Приведите все строки позиций ниже, содержащие слово "gable"; регистр букв учитывается.

(Записи с указанием объектов на фотографиях)
+ + +
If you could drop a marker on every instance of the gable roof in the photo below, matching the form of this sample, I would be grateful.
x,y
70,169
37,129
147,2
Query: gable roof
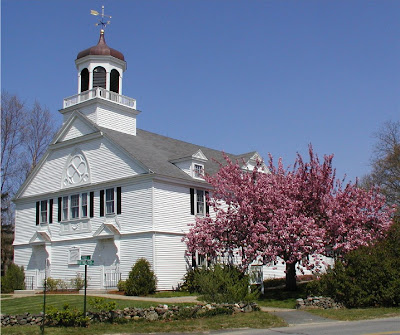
+ + +
### ОЖИДАЕМЫЙ РЕЗУЛЬТАТ
If you could drop a marker on every instance of the gable roof in the photo below, matching the form of this sample, I would be grateful.
Query: gable roof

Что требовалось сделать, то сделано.